Material for this task -
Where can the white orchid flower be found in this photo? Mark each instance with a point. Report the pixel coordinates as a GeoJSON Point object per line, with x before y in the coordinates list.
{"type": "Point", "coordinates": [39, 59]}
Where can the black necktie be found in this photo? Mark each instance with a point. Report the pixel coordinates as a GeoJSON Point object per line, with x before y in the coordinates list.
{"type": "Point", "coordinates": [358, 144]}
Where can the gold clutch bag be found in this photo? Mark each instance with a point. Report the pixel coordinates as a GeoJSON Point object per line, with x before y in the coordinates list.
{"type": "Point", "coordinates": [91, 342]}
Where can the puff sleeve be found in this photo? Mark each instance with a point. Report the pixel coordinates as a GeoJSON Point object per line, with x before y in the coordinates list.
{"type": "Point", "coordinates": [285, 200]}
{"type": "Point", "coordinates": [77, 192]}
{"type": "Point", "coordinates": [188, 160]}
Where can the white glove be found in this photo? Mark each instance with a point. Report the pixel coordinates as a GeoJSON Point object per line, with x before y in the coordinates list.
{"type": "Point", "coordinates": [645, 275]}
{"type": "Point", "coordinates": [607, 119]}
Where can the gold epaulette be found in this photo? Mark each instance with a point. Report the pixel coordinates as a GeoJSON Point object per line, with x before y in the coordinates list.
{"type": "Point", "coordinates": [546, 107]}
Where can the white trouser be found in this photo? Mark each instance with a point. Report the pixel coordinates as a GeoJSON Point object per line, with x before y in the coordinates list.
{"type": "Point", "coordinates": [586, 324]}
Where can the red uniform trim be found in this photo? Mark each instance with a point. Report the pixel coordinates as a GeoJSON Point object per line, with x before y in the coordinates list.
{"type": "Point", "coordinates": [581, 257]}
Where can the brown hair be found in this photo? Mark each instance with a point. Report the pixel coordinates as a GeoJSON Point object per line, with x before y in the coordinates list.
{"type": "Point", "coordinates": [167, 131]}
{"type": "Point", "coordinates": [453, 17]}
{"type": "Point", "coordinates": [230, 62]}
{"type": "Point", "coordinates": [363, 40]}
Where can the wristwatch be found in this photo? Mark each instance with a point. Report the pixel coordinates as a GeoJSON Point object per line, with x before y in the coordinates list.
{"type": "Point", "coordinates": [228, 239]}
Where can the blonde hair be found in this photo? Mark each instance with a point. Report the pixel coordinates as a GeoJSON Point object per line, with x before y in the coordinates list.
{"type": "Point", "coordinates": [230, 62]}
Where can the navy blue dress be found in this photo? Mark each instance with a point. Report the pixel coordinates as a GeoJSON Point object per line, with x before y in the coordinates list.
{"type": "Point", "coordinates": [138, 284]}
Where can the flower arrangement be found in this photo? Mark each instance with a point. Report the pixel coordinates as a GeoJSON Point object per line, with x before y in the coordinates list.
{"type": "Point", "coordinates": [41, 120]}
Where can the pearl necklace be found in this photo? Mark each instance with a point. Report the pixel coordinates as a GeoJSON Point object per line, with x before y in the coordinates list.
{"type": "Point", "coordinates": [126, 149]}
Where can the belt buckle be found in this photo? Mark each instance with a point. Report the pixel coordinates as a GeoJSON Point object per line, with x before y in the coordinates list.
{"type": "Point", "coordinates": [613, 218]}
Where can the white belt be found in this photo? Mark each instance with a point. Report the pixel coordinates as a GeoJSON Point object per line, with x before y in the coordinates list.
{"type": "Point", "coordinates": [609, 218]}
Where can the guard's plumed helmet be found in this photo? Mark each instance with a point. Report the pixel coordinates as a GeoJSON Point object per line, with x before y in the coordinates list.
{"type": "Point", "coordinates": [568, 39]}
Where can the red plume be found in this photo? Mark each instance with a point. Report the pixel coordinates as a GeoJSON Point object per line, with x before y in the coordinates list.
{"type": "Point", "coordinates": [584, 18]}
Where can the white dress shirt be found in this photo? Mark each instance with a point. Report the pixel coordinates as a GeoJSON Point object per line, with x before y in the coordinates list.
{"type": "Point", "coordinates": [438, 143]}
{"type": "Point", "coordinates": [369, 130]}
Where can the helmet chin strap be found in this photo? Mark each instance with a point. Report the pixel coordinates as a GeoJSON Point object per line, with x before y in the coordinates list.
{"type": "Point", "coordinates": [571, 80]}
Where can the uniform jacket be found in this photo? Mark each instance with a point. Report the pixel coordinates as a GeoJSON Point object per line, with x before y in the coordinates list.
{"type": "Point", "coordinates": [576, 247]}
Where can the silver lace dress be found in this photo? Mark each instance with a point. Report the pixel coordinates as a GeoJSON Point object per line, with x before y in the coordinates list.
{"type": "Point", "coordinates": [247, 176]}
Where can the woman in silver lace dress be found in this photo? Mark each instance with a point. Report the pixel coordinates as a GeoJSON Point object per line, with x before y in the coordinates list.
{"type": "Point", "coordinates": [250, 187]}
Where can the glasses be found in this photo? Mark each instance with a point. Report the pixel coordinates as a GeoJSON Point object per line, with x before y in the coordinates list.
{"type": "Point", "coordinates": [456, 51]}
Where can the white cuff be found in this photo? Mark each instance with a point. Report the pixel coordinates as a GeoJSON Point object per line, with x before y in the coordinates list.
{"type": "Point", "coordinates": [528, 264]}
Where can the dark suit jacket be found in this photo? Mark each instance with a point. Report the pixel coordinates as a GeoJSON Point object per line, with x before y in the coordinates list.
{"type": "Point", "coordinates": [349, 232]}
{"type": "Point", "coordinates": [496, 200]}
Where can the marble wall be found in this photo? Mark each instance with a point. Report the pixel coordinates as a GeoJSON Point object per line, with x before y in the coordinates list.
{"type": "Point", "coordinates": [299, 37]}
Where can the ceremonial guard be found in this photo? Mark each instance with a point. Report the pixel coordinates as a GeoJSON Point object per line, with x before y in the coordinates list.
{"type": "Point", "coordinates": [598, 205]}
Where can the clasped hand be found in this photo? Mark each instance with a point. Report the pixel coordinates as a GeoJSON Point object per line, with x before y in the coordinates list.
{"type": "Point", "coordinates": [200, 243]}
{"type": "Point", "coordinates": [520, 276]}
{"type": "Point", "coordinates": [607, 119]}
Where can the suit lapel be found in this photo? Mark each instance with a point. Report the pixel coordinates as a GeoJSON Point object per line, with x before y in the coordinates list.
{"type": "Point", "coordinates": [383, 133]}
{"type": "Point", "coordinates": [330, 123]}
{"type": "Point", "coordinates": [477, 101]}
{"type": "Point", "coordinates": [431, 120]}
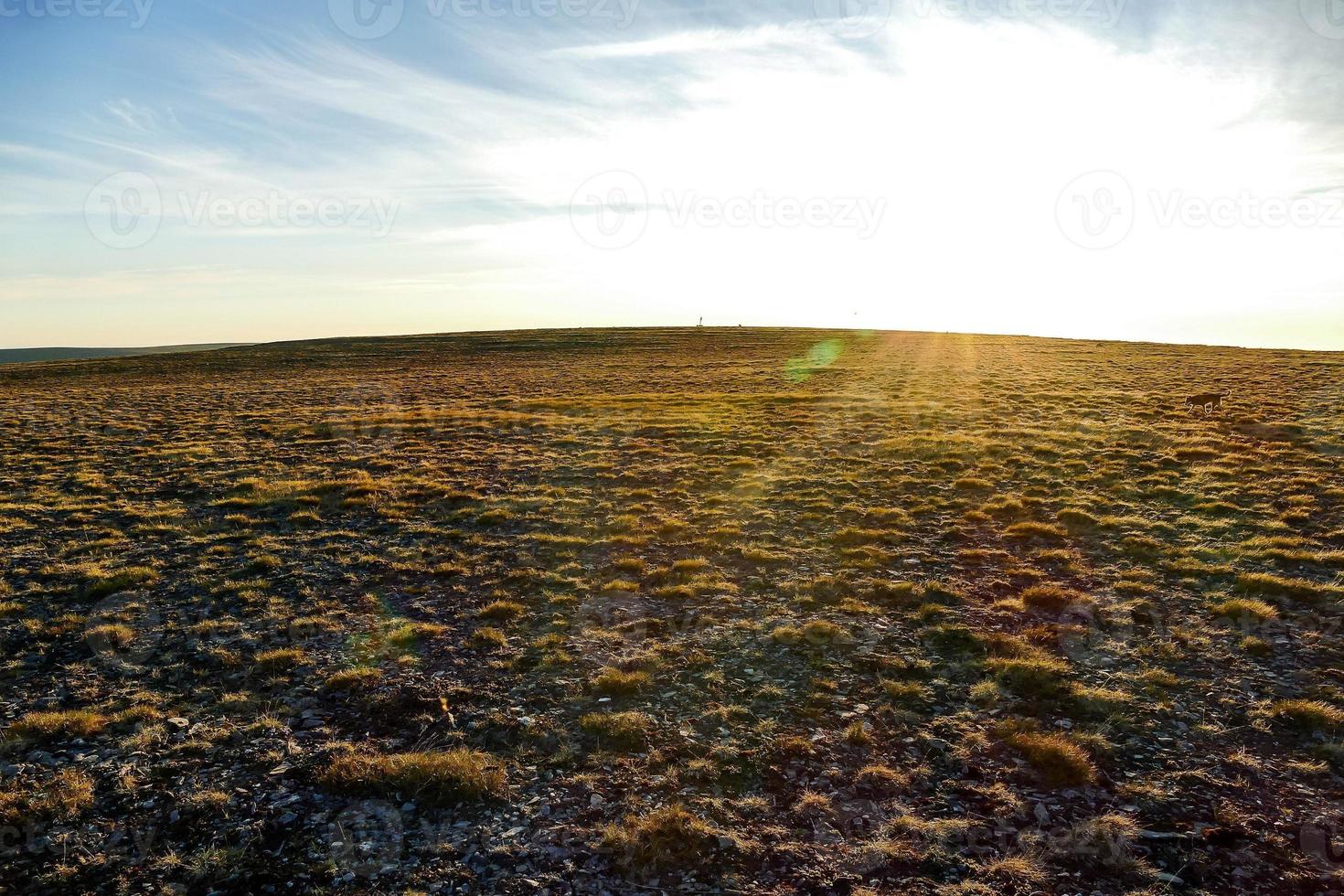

Exercise goal -
Keep every word of the data as it is when you write it out, but drop the pictures.

Answer space -
Where can the white orchid flower be found in this photo? Mark each instance with a point. Report the pixel coordinates as a GeoJSON Point object per line, with x before y in the coordinates list.
{"type": "Point", "coordinates": [39, 59]}
Where can the black necktie be found in this photo? Mark each instance with a point. Report the pixel coordinates as a GeoJSON Point object per line, with x before y in the coordinates list.
{"type": "Point", "coordinates": [358, 144]}
Where can the gold clutch bag be found in this photo? Mark each instance with a point. Report the pixel coordinates as a GeoJSON Point object per line, with x before y in the coordinates list.
{"type": "Point", "coordinates": [91, 342]}
Where can the puff sleeve be found in this photo? Mark each instance with a point. Report the pixel coordinates as a GeoJSON Point object per line, with x before y in the coordinates list.
{"type": "Point", "coordinates": [285, 200]}
{"type": "Point", "coordinates": [77, 192]}
{"type": "Point", "coordinates": [188, 160]}
Where can the white glove be found in this photo? Mark each instance with a point. Report the pixel coordinates as a GeoJSON Point object per line, with x before y in the coordinates list.
{"type": "Point", "coordinates": [645, 275]}
{"type": "Point", "coordinates": [607, 119]}
Where can the gold epaulette be found in this photo? Mark each instance with a point. Report the pixel coordinates as a GeoJSON Point object per line, with x before y in the coordinates list.
{"type": "Point", "coordinates": [546, 107]}
Where can the white trouser be found in this photo? Mark each instance with a point. Report the pixel coordinates as a GeoJSON Point object per line, with x before y in the coordinates list.
{"type": "Point", "coordinates": [586, 324]}
Where can the red uniform trim be found in this photo? Mark each instance with a point. Report the pixel coordinates as a GeoJSON Point object per line, with x before y in the coordinates list.
{"type": "Point", "coordinates": [581, 257]}
Where can the brown hair be found in this photo? Mark each instance with a point. Report the pixel coordinates as a GeoJSON Point object per line, with x before y in the coordinates list.
{"type": "Point", "coordinates": [167, 131]}
{"type": "Point", "coordinates": [453, 17]}
{"type": "Point", "coordinates": [230, 62]}
{"type": "Point", "coordinates": [363, 40]}
Where can the wristwatch be found in this photo? Mark each instance with a point. Report the pixel coordinates as a GeoJSON Point object per line, with x before y in the coordinates list.
{"type": "Point", "coordinates": [228, 239]}
Where can the blonde hair be found in this photo? Mark each instance with a point. Report the pixel coordinates as a GeoJSON Point object per line, with x before y in the coordinates list.
{"type": "Point", "coordinates": [230, 62]}
Where can the navy blue dress be found in this photo? Mark each instance with a point. Report the pixel coordinates as a GeoJSON Point object per line, with x before y in the coordinates list.
{"type": "Point", "coordinates": [138, 284]}
Where can the flower arrangement be found in this photo? Mark each instance with a point. Report the pixel coordinates as a GeoJSON Point object per line, with x before y in the coordinates list.
{"type": "Point", "coordinates": [41, 120]}
Where can the pearl necklace be found in this photo? Mark each instance with a point. Report the pixel coordinates as a GeoJSON Point object per line, with x before y in the coordinates list.
{"type": "Point", "coordinates": [126, 149]}
Where can the belt buckle be found in this photo? Mark each instance with a point. Report the pixel coordinates as a GeoJSON Point object per line, with x before y in the coordinates list.
{"type": "Point", "coordinates": [613, 218]}
Where can the white belt be found in this photo? Mark each instance with a point. Report the pixel coordinates as a GeoJSON Point object per line, with x before y in the coordinates list.
{"type": "Point", "coordinates": [609, 218]}
Where can the guard's plumed helmet be found in this photo? Mark each instance with a point. Report the pixel coordinates as a GeoJSON Point object per line, with x before y in the coordinates list.
{"type": "Point", "coordinates": [568, 39]}
Where can the red plume be found in this photo? Mark each instance with a point. Report the pixel coordinates as a GeoJSON Point object per line, with x before y in the coordinates list.
{"type": "Point", "coordinates": [584, 18]}
Where can the white dress shirt be found in this photo? Mark each instance with a point. Report the pixel coordinates as a GeoJSON Point object per line, with x before y in the coordinates list.
{"type": "Point", "coordinates": [438, 143]}
{"type": "Point", "coordinates": [369, 130]}
Where can the helmet chin strap be found in this photo? Mark each instance with a point. Report the pixel coordinates as a GeoJSON Point object per line, with x before y in the coordinates list.
{"type": "Point", "coordinates": [571, 80]}
Where can the uniform jacket be found in this photo? Mark each instance with a point. Report the pixel coordinates as a GeoJSON Point object per line, with x before y in the coordinates list.
{"type": "Point", "coordinates": [576, 247]}
Where can the silver lace dress be found in this photo? Mark each instance with a point. Report the pixel coordinates as a GeoJSON Point object per line, with x before y in the coordinates list.
{"type": "Point", "coordinates": [247, 176]}
Where can the woman in silver lace dress be found in this photo? Mark each instance with a point. Report the pixel coordinates as a GeoJSON Point object per line, with x before y in the coordinates list.
{"type": "Point", "coordinates": [250, 187]}
Where can the glasses be found in this photo? Mark each instance with a point. Report the pixel coordinates as a GeoJSON Point object per line, with x before y in the coordinates list.
{"type": "Point", "coordinates": [456, 51]}
Where can the white cuff be found in this photo? Mark each instance with a point. Report the pixel coordinates as a GeoJSON Point object per line, with x before y in the coordinates list.
{"type": "Point", "coordinates": [528, 264]}
Where can the dark suit jacket be found in this photo? Mark each instance with a point. Report the pixel coordinates as a GeoJSON Point object per line, with x before y in the coordinates list.
{"type": "Point", "coordinates": [349, 232]}
{"type": "Point", "coordinates": [496, 200]}
Where can the marble wall be found in this photo? Mark each instance with a point. Report the pixel coordinates as a GeoJSON Point object per line, with x before y in the coordinates list.
{"type": "Point", "coordinates": [299, 37]}
Where can the ceremonial guard be found in this photo? Mark each instance with a point. Report the pixel coordinates as a GeoJSON Point object per line, with x before y in the coordinates list.
{"type": "Point", "coordinates": [598, 205]}
Where can the clasped hand be found in this photo? Mark each instance with a point. Report the pixel coordinates as a GeoJSON Point object per line, with x before y in the coordinates list.
{"type": "Point", "coordinates": [200, 243]}
{"type": "Point", "coordinates": [520, 276]}
{"type": "Point", "coordinates": [607, 119]}
Where can the suit lapel be found in this photo? Mark each instance with a point. Report the pixel coordinates as a GeoJSON Point object per line, with x before y in the coordinates list.
{"type": "Point", "coordinates": [383, 133]}
{"type": "Point", "coordinates": [330, 123]}
{"type": "Point", "coordinates": [477, 101]}
{"type": "Point", "coordinates": [431, 120]}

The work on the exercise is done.